WHAT YOU NEED TO DO:
**A.** Answer these questions using the Disobedience review:
(i) Who handled the film's cinematography?
(ii) In which city does Ronit work as a portrait photographer?
(iii) Which relative is the only one who seems pleased to see Ronit?
**B.** Carry the Disobedience review forward from its final sentence.

*** SELECTION

Rachel Weisz stars as a black sheep drawn back to her London Orthodox Jewish home, rekindling sparks with a childhood friend played by Rachel McAdams in Sebastian Lelio's English-language debut.

With his last two exceptional features, Gloria and A Fantastic Woman, Sebastian Lelio brought an empathetic gaze to complex stories of women weathering all the rocky changes life can throw at them. That vein continues in the Chilean director's multilayered English-language debut, Disobedience, a transfixing consideration of love, faith, sexuality and personal freedom within the insular confines of a London Orthodox Jewish community. Beautifully acted by Rachel Weisz, Rachel McAdams and Alessandro Nivola as the three points of a melancholy romantic triangle, this is a deeply felt drama that exerts a powerful grip.


Adapted by Lelio and playwright Rebecca Lenkiewicz from the novel by Naomi Alderman, the film's strongest marketing peg for potential distributors — in addition to the cast — is its nuanced exploration of a taboo lesbian relationship within a microcosm of religious repression. The tone, like the muted light and color palette of Danny Cohen's cinematography, is one of careful restraint, which makes the roiling emotions beneath the characters' surfaces all the more compelling.


Lelio opens with frail Rav Kruschka (Anton Lesser) abruptly dropping dead while delivering a fiery sermon at a North London synagogue about the eternal choice of human beings, between the sanctity of the angels and the desires of the beast. His estranged daughter Ronit (Weisz) gets a call informing her of his passing in New York, where she has a career as an edgy portrait photographer. Ronit's first instinct is to numb the pain with alcohol, anonymous sex and the distractions of an ice-skating rink. But she gathers her strength and flies home to pay her respects.


Dovid (Nivola), a childhood friend and the Rav's most gifted student, greets the unexpected Ronit somewhat stiffly. Inside the house, other community members barely conceal their disdain, muttering the traditional "May you live a long life" blessing with pro forma chilliness. Her wild raven hair and boho-chic clothing make Ronit look like a foreigner among the Orthodox women in their plain black garments and synthetic wigs. Clearly, her exit from the community was not on ideal terms. Only her good-humored Aunt Fruma (Bernice Stegers) seems pleased to see her, while her Uncle Moshe (Alan Corduner) is more distant.


Among the women is Esti (McAdams), who completed an inseparable trio with Ronit and Dovid in their youth but now remains standoffish. Ronit is taken aback to learn that they have married, and Esti is visibly uncomfortable to have her staying in their home at Dovid's invitation.

******
*** MATERIAL PROVIDED

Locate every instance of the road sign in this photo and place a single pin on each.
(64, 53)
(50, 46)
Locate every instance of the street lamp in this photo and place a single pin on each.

******

REPLIES:
**A.**
(i) Danny Cohen
(ii) New York
(iii) Her Aunt Fruma

**B.**
In these establishing scenes, Lelio through the actors' small gestures and subtle body language expertly suggests the reunited friends' history of closeness while drawing the barriers put in place during their time apart. Dovid, a holy man of growing stature within the community, shrinks from the impropriety of a hug from Ronit, yet as she's lighting a cigarette, he shields the flame with a tenderness that's almost intimate. By contrast, the nervousness with which Esti kisses her husband and gently strokes his beard that night suggests a conscious effort to demonstrate her feelings for him. And perhaps to remind herself of them.


Ronit takes pleasure in expressing worldly attitudes that shock the community, notably in her humorously spiky outbursts during a Shabbat dinner. And Dovid shows his strength of character by serving as a diplomatic buffer. She is rankled that no one bothered to inform her of her father's declining health, and hurt to read an obituary stating that he left behind no children. That perhaps prepares her for the news that the Rav left his entire estate to the synagogue. (Her mother died years earlier.) But as Ronit re-enters her family home, accompanied by Esti, and surveys the sad evidence of her father's illness, the depth of her grief becomes apparent.


In a scene both awkward and lovely, Ronit nervously turns the dial on her father's radio and finds a station playing The Cure's "Lovesong." Almost whispering, she begins singing along, swaying gently to the music. Esti joins her, albeit tentatively, and the late-'80s hit becomes instantly significant, pulling them back to their younger years together. When Esti impulsively kisses Ronit, confused feelings are unlocked on both sides.


Both Dovid and Esti are teachers. Tellingly, his yeshiva students are discussing the Song of Songs, with its celebration of sensuality, while Esti's English class at an Orthodox girls' school is doing Othello, examining the killing of Desdemona following false accusations of adultery. Those lessons provide artful foreshadowing both of the joyous rediscovery of love between Ronit and Esti, and the risk of damning judgment.


Lelio rigorously eschews melodrama in all this, most crucially in his nuanced treatment of Esti, played by a thoroughly deglamorized McAdams with acute sensitivity. The character initially is fearful and hesitant in her disinhibition, and then gradually more defiant as she confronts her own truth and makes tentative moves to seek her freedom. Throughout this painful process, her faith is never in doubt, nor the sincerity of her feelings for Dovid.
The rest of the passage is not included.